▸ **WHAT THE TASK REQUIRES**
Copy out the rows below verbatim, from the very first line down through the line containing "31 48 62 61", including both ends. Leave the pictures out of your answer.

▸ **PROVIDED DATA**
--------

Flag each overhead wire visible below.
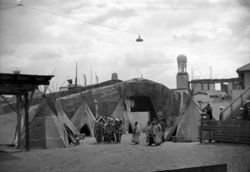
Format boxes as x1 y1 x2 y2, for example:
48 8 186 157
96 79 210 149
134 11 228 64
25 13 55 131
17 4 140 36
0 5 18 11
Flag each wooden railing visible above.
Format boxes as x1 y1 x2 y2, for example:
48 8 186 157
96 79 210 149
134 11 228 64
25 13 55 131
221 87 250 120
199 120 250 144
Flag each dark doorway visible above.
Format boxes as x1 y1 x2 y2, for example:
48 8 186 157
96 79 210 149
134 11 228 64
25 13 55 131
80 124 90 136
130 96 156 121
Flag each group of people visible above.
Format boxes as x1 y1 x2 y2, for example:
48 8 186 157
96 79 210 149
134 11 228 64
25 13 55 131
132 119 165 146
94 116 123 143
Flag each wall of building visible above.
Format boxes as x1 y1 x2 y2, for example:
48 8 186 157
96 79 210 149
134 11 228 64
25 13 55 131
232 90 244 100
244 72 250 89
176 73 189 89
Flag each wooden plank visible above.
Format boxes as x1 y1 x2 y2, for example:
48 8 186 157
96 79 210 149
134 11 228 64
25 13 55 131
157 164 227 172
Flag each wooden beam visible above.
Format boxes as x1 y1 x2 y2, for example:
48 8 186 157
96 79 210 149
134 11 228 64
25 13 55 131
24 92 30 151
16 95 22 148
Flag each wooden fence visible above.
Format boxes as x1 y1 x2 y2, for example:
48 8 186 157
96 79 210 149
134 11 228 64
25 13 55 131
199 120 250 144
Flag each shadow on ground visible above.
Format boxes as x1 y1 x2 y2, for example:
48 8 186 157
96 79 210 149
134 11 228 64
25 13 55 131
0 152 20 161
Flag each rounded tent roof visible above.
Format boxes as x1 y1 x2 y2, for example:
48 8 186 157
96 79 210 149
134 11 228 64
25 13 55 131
177 54 187 63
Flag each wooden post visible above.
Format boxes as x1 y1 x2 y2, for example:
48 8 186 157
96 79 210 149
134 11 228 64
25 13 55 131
16 95 22 148
24 91 30 151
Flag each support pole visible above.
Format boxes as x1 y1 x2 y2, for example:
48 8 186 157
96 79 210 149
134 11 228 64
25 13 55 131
24 92 30 151
16 95 22 148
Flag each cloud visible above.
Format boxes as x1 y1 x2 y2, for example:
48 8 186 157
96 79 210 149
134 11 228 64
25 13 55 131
124 50 173 68
89 8 137 24
0 0 250 88
31 48 62 61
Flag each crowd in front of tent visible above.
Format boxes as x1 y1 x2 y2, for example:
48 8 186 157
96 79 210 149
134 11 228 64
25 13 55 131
132 119 165 146
94 115 123 143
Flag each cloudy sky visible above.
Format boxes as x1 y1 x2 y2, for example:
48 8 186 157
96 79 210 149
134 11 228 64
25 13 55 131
0 0 250 89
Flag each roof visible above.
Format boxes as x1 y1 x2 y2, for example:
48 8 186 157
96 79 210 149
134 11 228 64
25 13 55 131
189 78 240 84
0 73 54 95
236 63 250 73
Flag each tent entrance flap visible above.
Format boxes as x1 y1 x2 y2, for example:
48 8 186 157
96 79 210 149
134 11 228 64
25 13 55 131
80 124 91 136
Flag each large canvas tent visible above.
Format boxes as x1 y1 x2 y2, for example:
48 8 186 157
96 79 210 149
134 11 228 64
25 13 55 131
27 101 69 148
0 105 38 145
57 78 185 134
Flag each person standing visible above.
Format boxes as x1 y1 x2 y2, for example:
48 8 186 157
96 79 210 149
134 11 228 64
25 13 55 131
155 122 162 145
203 103 213 120
147 121 154 146
132 121 141 144
220 106 224 121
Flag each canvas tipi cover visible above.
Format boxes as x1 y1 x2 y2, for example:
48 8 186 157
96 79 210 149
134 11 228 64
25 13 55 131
176 99 202 142
71 101 95 136
55 99 79 135
30 101 69 148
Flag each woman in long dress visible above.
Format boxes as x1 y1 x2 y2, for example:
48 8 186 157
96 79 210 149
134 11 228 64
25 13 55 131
132 121 141 144
155 123 162 145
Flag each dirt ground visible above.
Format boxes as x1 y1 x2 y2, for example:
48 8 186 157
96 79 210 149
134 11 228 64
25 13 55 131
0 135 250 172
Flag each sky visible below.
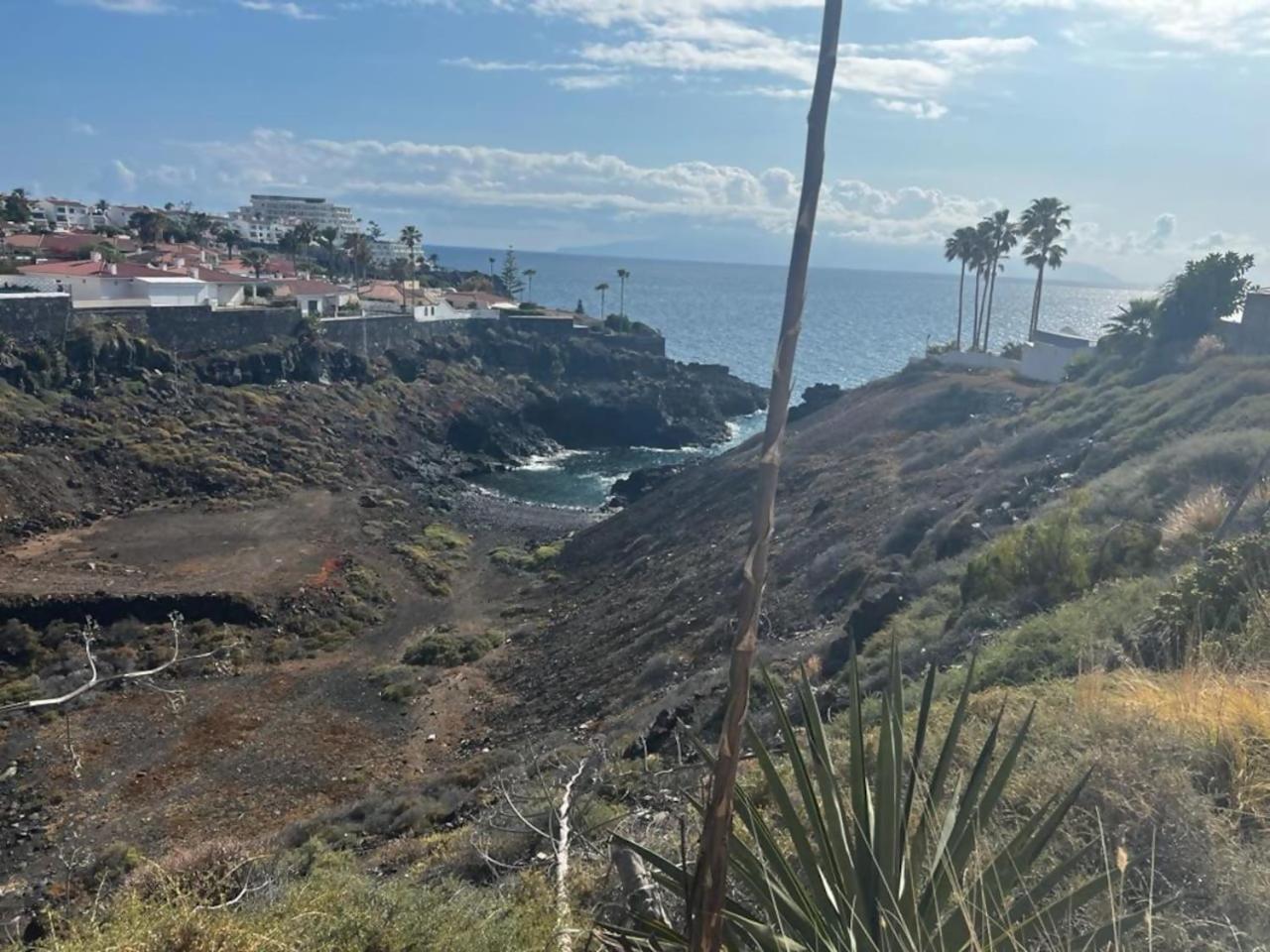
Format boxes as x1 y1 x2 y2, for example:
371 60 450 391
0 0 1270 285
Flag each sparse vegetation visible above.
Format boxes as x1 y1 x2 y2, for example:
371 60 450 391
961 500 1092 608
401 630 504 667
393 523 468 598
28 854 555 952
489 539 564 571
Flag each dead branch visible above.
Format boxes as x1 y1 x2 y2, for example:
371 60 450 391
555 758 590 952
0 613 239 717
612 847 670 924
687 0 842 952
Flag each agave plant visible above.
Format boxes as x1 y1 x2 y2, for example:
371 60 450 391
613 653 1146 952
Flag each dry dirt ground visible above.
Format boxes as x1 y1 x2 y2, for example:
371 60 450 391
0 491 589 897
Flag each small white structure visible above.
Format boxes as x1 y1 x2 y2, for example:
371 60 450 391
1020 330 1092 384
283 278 355 317
935 330 1093 384
132 277 210 307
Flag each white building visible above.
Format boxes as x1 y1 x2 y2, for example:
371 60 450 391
1020 329 1093 384
371 239 411 268
29 198 92 231
231 195 358 244
18 259 213 307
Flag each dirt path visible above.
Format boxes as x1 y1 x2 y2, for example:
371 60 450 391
0 493 594 903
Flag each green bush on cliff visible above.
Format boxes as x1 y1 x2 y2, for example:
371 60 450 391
489 539 564 571
28 853 555 952
961 496 1092 608
401 631 503 667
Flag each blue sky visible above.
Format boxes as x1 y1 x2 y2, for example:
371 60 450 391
0 0 1270 283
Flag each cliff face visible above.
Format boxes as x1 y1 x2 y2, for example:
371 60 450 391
0 326 763 536
390 325 766 449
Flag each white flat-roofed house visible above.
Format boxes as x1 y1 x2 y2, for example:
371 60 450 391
18 258 212 307
274 278 357 317
1020 330 1093 384
29 198 92 231
414 289 464 322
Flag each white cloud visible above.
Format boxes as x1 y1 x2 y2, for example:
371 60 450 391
237 0 323 20
439 0 1036 118
441 56 602 72
107 159 137 191
159 130 997 245
550 72 626 92
874 99 949 119
889 0 1270 56
86 0 173 14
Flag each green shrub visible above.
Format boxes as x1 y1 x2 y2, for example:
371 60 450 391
401 631 503 667
423 522 467 549
976 576 1163 688
961 498 1092 608
489 539 566 571
1138 534 1270 667
37 852 555 952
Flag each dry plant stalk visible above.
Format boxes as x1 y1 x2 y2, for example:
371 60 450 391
689 0 842 952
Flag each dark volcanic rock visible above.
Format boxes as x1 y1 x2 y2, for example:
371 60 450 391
409 323 766 458
790 384 844 422
194 337 372 386
608 464 685 508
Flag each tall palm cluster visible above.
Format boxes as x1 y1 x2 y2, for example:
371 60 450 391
944 198 1072 350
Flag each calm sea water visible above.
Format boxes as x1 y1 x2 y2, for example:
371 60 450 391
431 248 1142 507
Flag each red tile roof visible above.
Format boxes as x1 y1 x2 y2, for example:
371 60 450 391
4 231 137 258
18 262 196 278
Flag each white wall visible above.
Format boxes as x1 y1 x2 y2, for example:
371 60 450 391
935 350 1022 371
1022 341 1088 384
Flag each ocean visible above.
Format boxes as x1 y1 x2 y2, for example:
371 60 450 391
430 248 1144 508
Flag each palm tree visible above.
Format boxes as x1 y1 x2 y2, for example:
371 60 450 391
314 226 339 278
216 225 241 258
242 248 269 281
944 227 974 350
613 649 1151 952
291 221 318 271
969 218 990 350
400 225 423 313
188 212 212 245
1102 298 1160 340
128 208 168 245
617 268 631 317
983 208 1019 350
344 231 371 281
1019 198 1072 339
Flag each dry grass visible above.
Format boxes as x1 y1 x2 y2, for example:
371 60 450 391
1161 486 1230 548
1076 663 1270 826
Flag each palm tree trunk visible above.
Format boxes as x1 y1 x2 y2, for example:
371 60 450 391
970 268 983 350
956 262 965 350
1028 263 1045 340
687 0 842 952
983 258 997 353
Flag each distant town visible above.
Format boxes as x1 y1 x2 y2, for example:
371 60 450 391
0 189 645 331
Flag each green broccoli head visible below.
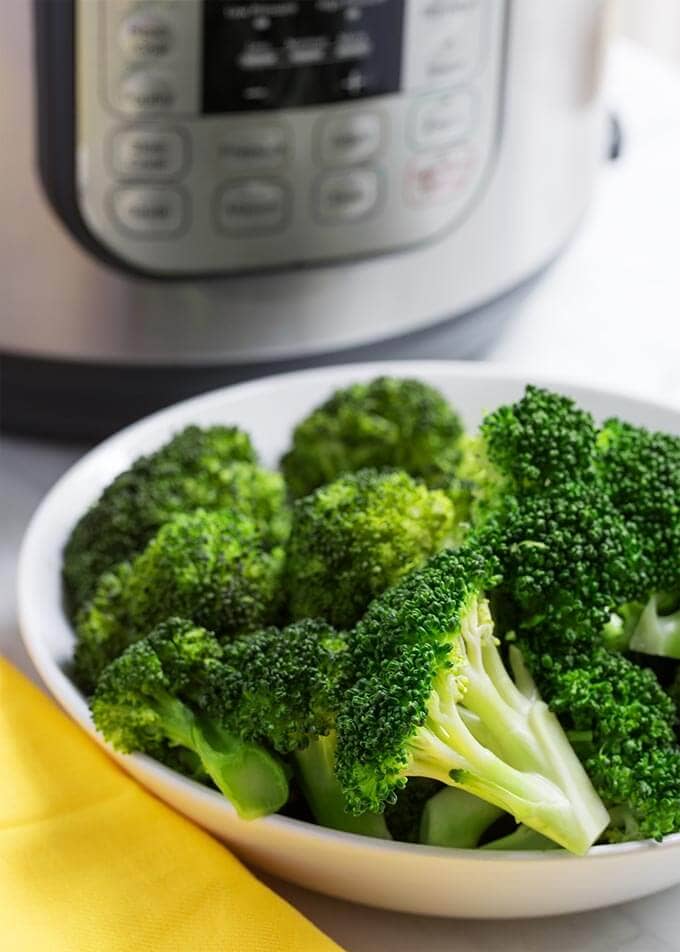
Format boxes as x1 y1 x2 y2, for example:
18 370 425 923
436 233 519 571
597 419 680 602
281 377 462 497
211 619 346 754
453 386 597 527
91 618 288 819
336 550 608 853
286 470 454 628
477 480 639 652
210 619 389 839
63 426 288 614
385 777 440 846
522 643 680 842
481 386 597 493
75 509 284 691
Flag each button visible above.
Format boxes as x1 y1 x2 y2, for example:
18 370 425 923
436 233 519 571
405 147 474 205
217 179 289 235
238 43 279 70
112 129 186 179
218 126 290 169
424 9 482 82
320 112 382 165
112 186 185 238
120 72 175 112
410 90 474 148
334 31 373 60
317 169 379 225
119 10 172 59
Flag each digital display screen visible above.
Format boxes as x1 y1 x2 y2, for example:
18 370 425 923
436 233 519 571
203 0 404 113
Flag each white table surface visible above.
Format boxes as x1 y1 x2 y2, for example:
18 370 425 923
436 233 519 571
0 43 680 952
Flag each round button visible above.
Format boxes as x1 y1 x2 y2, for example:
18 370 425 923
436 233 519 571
112 186 185 238
410 89 474 149
119 10 173 59
217 179 288 235
112 129 186 179
320 112 382 165
218 125 290 169
317 169 379 225
120 72 175 112
405 146 475 205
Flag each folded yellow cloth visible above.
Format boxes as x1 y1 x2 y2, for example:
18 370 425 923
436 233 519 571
0 658 338 952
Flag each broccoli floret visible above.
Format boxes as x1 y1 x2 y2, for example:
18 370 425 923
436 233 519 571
336 550 608 853
75 509 284 692
522 639 680 841
481 386 597 493
486 480 640 652
418 787 502 849
91 618 288 819
210 619 389 838
63 426 288 616
619 589 680 660
281 377 462 497
385 777 440 843
597 419 680 659
597 419 680 602
453 386 597 527
286 470 454 628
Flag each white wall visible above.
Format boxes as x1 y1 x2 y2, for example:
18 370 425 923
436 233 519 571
613 0 680 62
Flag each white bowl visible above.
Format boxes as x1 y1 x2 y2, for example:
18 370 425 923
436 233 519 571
19 361 680 918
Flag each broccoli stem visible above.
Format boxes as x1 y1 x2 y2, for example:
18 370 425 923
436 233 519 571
407 601 609 853
481 824 560 850
293 733 392 840
629 593 680 660
155 694 288 820
418 787 503 849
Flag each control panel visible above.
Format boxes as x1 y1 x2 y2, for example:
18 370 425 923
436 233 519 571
76 0 509 275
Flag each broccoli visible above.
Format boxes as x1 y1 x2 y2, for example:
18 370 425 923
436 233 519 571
418 787 504 849
521 639 680 842
597 419 680 659
74 509 284 692
91 618 288 819
484 480 640 653
210 619 389 838
63 426 288 617
454 386 597 527
619 587 680 660
480 823 559 852
281 377 462 498
336 549 609 853
385 777 440 843
286 470 454 628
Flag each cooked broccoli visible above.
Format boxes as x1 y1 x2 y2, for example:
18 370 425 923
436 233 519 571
286 470 454 628
597 419 680 601
486 479 639 653
619 588 680 661
281 377 462 497
210 619 389 838
336 550 608 853
385 777 440 843
597 419 680 659
454 386 597 526
522 638 680 842
75 509 284 691
91 618 288 819
418 787 502 849
480 823 559 852
63 426 288 615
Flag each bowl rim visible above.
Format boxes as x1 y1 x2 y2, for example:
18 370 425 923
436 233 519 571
17 359 680 864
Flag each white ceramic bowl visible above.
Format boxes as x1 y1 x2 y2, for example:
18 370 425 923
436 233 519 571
19 361 680 918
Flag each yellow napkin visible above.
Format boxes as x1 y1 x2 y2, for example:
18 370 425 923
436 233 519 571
0 658 338 952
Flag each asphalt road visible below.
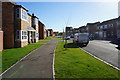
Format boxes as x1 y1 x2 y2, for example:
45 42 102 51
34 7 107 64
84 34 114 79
2 39 57 80
83 40 120 67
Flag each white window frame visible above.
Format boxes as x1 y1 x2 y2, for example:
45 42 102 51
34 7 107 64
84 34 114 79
104 25 107 29
16 30 20 41
21 8 28 22
20 30 28 41
35 18 38 25
27 16 30 23
35 32 39 39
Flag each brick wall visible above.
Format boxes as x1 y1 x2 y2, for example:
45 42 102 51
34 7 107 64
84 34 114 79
0 31 3 52
2 2 14 48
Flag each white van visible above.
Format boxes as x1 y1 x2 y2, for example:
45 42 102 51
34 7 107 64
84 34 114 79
73 33 89 45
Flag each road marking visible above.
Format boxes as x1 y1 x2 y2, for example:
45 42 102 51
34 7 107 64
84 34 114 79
79 47 120 70
8 64 24 78
53 41 58 80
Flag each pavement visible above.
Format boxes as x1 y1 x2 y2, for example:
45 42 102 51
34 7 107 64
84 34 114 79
2 38 58 80
83 40 120 68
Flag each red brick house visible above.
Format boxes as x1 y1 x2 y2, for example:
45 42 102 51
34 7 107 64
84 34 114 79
2 2 39 48
117 17 120 41
38 21 47 40
48 29 53 36
0 30 3 52
96 18 118 39
2 2 16 48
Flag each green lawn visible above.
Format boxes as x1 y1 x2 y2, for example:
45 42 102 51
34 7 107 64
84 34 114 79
2 44 43 72
37 41 48 43
55 41 118 80
41 36 51 40
53 36 63 40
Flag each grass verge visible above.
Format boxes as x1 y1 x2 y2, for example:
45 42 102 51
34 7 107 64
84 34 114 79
41 36 51 40
2 44 43 72
53 36 63 40
55 41 119 80
37 41 48 43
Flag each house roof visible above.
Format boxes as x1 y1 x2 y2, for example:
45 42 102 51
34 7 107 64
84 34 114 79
100 18 118 25
27 26 36 31
32 13 39 19
87 22 100 25
15 5 28 12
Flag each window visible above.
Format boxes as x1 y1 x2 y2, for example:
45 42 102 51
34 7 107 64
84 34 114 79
22 31 27 40
111 24 113 28
16 9 19 18
35 19 38 25
104 32 106 38
117 22 120 26
97 26 99 30
104 25 107 29
100 26 103 29
35 32 39 38
111 31 114 36
86 27 88 31
16 30 20 40
22 9 27 20
28 16 30 23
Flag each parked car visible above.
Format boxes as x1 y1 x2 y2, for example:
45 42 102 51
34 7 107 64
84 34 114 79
73 33 89 46
65 36 70 40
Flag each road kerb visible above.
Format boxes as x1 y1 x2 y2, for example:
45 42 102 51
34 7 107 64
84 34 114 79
53 42 58 80
79 47 120 70
0 45 44 77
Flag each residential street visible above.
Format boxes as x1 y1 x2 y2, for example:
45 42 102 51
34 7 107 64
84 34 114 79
3 39 57 78
83 40 120 67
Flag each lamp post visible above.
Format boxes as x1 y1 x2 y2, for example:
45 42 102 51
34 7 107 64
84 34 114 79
65 26 67 50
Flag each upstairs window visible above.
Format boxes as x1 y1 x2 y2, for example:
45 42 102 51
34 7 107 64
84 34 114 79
22 9 27 20
35 19 38 25
97 26 99 30
100 26 103 29
16 9 20 18
28 16 30 23
22 31 27 40
16 30 20 40
104 25 107 29
35 32 39 38
111 24 113 28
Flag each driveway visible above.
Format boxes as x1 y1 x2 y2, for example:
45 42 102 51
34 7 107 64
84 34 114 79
83 40 120 67
3 38 57 80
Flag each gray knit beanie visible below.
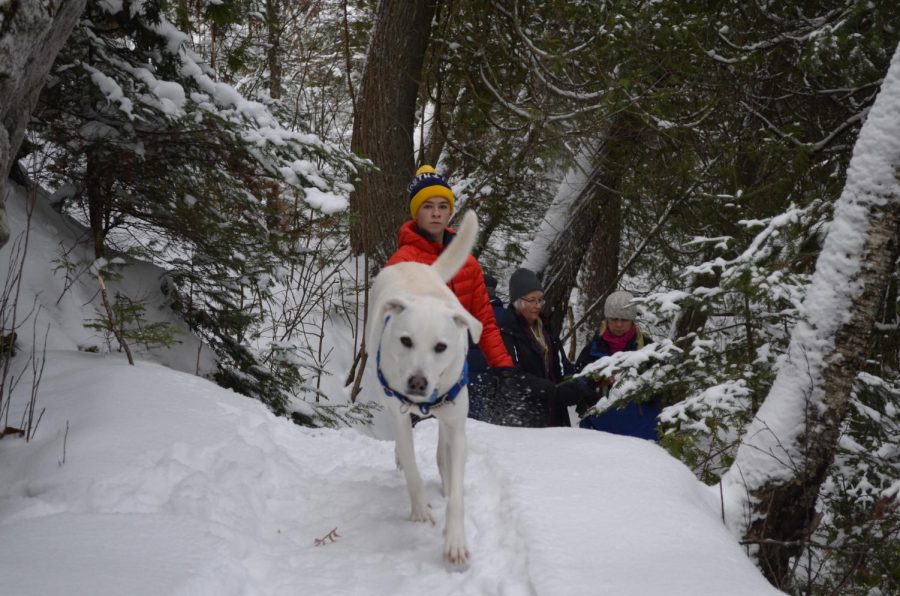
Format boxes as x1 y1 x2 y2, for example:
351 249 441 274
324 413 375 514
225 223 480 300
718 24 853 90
603 290 637 321
509 267 544 304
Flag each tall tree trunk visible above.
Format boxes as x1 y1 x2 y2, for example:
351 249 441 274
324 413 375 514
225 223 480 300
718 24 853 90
542 118 633 336
579 191 622 329
0 0 85 246
266 0 281 99
350 0 436 265
722 47 900 588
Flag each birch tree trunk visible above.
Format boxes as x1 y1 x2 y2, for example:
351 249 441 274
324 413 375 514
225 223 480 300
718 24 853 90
350 0 436 265
0 0 85 246
722 40 900 588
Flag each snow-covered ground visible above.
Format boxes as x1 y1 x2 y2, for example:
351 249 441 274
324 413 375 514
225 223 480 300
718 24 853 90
0 184 778 596
0 352 777 596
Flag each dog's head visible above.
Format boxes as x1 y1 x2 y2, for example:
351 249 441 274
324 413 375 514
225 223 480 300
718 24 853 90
373 297 481 403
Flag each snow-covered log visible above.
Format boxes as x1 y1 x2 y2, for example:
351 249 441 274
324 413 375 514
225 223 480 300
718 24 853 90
722 39 900 587
0 0 85 246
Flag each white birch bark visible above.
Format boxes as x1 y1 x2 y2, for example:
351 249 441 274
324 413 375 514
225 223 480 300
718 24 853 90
722 42 900 583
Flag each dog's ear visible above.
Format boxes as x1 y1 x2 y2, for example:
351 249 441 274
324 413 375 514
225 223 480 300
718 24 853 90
366 298 409 356
453 308 482 344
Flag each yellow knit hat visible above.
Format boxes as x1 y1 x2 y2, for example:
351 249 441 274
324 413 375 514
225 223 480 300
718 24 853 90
407 165 454 219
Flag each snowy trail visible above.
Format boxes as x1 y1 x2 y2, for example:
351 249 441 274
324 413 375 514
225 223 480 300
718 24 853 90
0 352 777 596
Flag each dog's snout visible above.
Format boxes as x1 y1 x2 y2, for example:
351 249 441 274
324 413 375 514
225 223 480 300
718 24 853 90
406 375 428 395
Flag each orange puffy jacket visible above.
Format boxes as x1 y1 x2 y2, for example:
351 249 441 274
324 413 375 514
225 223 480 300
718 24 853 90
385 219 513 368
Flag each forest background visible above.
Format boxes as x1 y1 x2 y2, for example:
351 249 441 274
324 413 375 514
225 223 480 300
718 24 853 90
0 0 900 594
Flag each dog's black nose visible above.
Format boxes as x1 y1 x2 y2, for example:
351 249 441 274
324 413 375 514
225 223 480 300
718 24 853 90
406 375 428 395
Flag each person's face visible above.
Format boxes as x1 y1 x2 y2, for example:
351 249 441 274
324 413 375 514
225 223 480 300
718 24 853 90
416 197 450 242
519 290 544 324
606 319 634 337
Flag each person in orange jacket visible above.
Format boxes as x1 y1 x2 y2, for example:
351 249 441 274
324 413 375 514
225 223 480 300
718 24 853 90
385 165 513 368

--------

▸ **RESPONSE TO THE EXERCISE**
Flag each overhead wire visible below.
Format boxes as x1 y1 x2 y2, for example:
48 8 186 157
96 79 210 149
134 11 228 64
25 13 55 131
17 4 140 36
0 5 18 11
Flag each wooden railing visible above.
Format boxes as x1 y1 x2 y2, for example:
48 8 186 157
96 79 210 149
134 11 228 64
25 13 55 131
221 87 250 120
199 120 250 144
Flag each dark doorway visible above.
Format boxes as x1 y1 x2 y2, for example:
48 8 186 157
96 79 210 149
134 11 228 64
25 13 55 131
80 124 90 136
130 96 156 121
Flag each group of people visible above.
Format boxes as x1 y1 x2 y2, for example:
48 8 186 157
96 79 210 149
134 11 228 64
25 13 55 131
132 119 165 146
94 116 123 143
Flag each wall of building visible above.
Format boxes as x1 y1 x2 y2, for example:
48 8 186 157
96 79 210 149
134 11 228 64
25 13 55 131
232 90 244 100
244 72 250 89
176 73 189 89
Flag each wooden plank visible above.
Format boxes as x1 y1 x2 y2, for example:
48 8 186 157
96 79 210 149
134 11 228 64
25 13 55 131
157 164 227 172
Flag each wooden beam visible above.
Format boxes as x1 y1 x2 y2, for example:
48 8 186 157
96 79 210 149
134 11 228 64
25 13 55 131
24 92 30 151
16 95 22 148
Flag each wooden fence visible above.
Format boxes as x1 y1 x2 y2, for example:
48 8 186 157
96 79 210 149
134 11 228 64
25 13 55 131
199 120 250 144
Flag each shadow on ground visible above.
Format boxes as x1 y1 x2 y2, for example:
48 8 186 157
96 79 210 149
134 11 228 64
25 13 55 131
0 152 20 161
Flag each rounded tent roof visible above.
Format boxes as x1 y1 x2 y2, for example:
48 8 186 157
96 79 210 149
134 11 228 64
25 13 55 131
177 54 187 63
Flag each wooden post visible above.
Format boxes as x1 y1 x2 y2, for example:
48 8 186 157
96 79 210 149
134 11 228 64
25 13 55 131
16 95 22 148
24 91 30 151
Flag each support pole visible above.
Format boxes as x1 y1 x2 y2, for example:
48 8 186 157
96 79 210 149
134 11 228 64
25 13 55 131
24 92 30 151
16 95 22 148
Flag each cloud visible above.
Format boxes as x1 y1 x2 y2, for example:
48 8 186 157
96 79 210 149
134 11 228 64
25 13 55 131
124 50 173 68
89 8 137 24
0 0 250 88
31 48 62 61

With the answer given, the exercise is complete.